CONSIGNE 1: D'après le texte de la page, à quelle date le présent article entre-t-il en vigueur ?
CONSIGNE 2: Modifiez le passage du texte de la page qui va de « Exposé sommaire » jusqu'à « aides de l’État. » en y remplaçant « transpartisane » par « pluripartisane », puis recopiez-le ainsi corrigé.

TEXTE DE LA PAGE:

▬▬▬▬▬▬

I. – Après l’article 2 bis de la loi du 29 juillet 1881 sur la liberté de la presse, il est inséré un article 2 ter ainsi rédigé :

« Art. 2 ter. – Le bénéfice des aides, directes et indirectes, dont bénéficie une entreprise éditrice, au sens de l’article 2 de la loi n° 86‑897 du 1er août 1986 portant réforme du régime juridique de la presse, présentant un caractère d’information politique et générale est subordonné à la mise en place d’une procédure d’agrément de la nomination du responsable de la rédaction mentionné au 3° de l’article 5 de la loi n° 86‑897 du 1er août 1986 précitée. L’agrément est obtenu par un vote des journalistes professionnels au sens de l’article L. 7111‑3 du code du travail que l’entreprise emploie.

« Un décret en Conseil d’État détermine les modalités d’application du présent article, notamment :

« 1° Le seuil d’effectifs de journalistes professionnels au-delà duquel l’entreprise éditrice met en place la procédure d’agrément mentionnée au premier alinéa du présent article ;

« 2° La composition du corps électoral de journalistes professionnels admis à participer à la procédure d’agrément au sein de l’entreprise éditrice, qui ne peut comprendre que ceux qui ont pour activité principale, régulière et rétribuée, l’exercice de leur profession dans ladite entreprise depuis au moins un an. »

II. – Le présent article entre en vigueur le 1er septembre 2025.

Exposé sommaire

Cet amendement inspiré des travaux de l’économiste des médias Julia Cagé et de l’association Un Bout des Médias vise à conditionner les aides à la presse des entreprises presse papier et numérique à la mise en place d’un droit d’agrément des journalistes sur la nomination de tout responsable de la rédaction. Il est issu de la proposition de loi transpartisane visant à protéger la liberté éditoriale des médias sollicitant des aides de l’État.

▬▬▬▬▬▬

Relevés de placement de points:

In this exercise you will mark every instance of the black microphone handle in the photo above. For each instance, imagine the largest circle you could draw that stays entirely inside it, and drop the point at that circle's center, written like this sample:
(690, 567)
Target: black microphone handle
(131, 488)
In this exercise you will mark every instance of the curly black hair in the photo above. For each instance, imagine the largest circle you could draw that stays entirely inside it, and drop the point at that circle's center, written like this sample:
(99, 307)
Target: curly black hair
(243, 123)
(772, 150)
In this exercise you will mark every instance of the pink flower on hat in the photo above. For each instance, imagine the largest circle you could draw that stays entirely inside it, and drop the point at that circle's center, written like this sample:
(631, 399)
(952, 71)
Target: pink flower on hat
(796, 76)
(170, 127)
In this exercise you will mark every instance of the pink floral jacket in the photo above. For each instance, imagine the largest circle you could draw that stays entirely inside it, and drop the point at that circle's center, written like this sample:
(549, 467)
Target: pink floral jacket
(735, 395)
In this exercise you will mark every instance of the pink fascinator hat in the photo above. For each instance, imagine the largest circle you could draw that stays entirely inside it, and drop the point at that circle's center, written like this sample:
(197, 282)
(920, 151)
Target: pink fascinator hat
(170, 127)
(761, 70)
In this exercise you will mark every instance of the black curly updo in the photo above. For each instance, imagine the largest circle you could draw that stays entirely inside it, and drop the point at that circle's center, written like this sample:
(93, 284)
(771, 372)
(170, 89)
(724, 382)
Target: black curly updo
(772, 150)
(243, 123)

▬▬▬▬▬▬

RÉPONSE RÉDIGÉE 1: Le 1er septembre 2025.

RÉPONSE RÉDIGÉE 2:
Exposé sommaire

Cet amendement inspiré des travaux de l’économiste des médias Julia Cagé et de l’association Un Bout des Médias vise à conditionner les aides à la presse des entreprises presse papier et numérique à la mise en place d’un droit d’agrément des journalistes sur la nomination de tout responsable de la rédaction. Il est issu de la proposition de loi pluripartisane visant à protéger la liberté éditoriale des médias sollicitant des aides de l’État.